[Entries taken from a collection]

# # # #

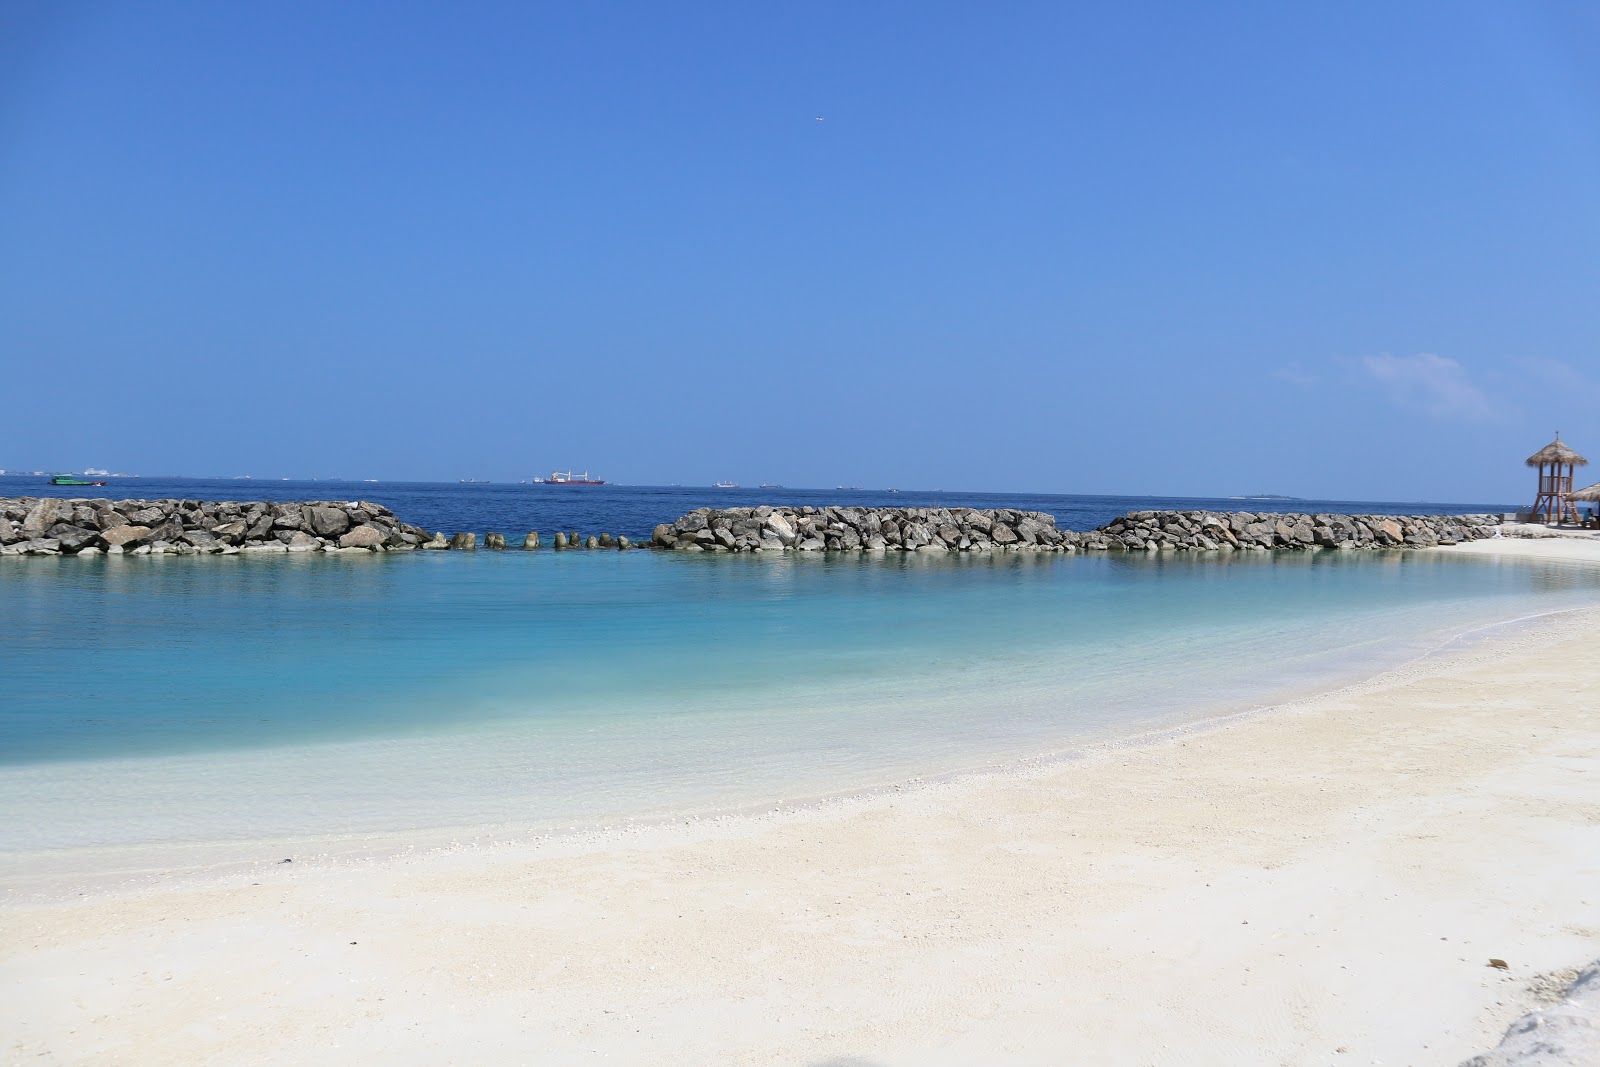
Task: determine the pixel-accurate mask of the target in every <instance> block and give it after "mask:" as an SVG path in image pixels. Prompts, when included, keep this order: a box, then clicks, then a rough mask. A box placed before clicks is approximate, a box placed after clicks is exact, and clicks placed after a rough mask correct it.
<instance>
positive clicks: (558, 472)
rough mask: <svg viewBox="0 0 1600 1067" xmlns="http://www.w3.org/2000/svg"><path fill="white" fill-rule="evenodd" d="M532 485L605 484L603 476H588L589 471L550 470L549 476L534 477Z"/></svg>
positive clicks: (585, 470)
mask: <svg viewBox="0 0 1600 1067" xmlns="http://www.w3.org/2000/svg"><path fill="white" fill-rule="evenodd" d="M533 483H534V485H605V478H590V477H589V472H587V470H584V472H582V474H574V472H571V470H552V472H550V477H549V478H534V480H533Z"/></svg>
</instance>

# # # #

- Exercise instructions
The records, exactly as written but without images, should be returned.

- Task result
Task: determine the pixel-accurate mask of the target in every <instance> block and give it after "mask:" as an SVG path in image pixels. Prompts, when included, keep this order: a box, then clicks, then a rough mask. A box placed before clicks is approximate, a box placed after clicks is exact, and clicks placed after a rough mask correct it.
<instance>
positive clicks: (558, 472)
rough mask: <svg viewBox="0 0 1600 1067" xmlns="http://www.w3.org/2000/svg"><path fill="white" fill-rule="evenodd" d="M532 485L605 484L603 476H588L589 471L550 470L549 476L534 477Z"/></svg>
positive clicks: (585, 470)
mask: <svg viewBox="0 0 1600 1067" xmlns="http://www.w3.org/2000/svg"><path fill="white" fill-rule="evenodd" d="M533 483H534V485H605V478H590V477H589V472H587V470H584V472H582V474H574V472H571V470H552V472H550V477H549V478H534V480H533Z"/></svg>
</instance>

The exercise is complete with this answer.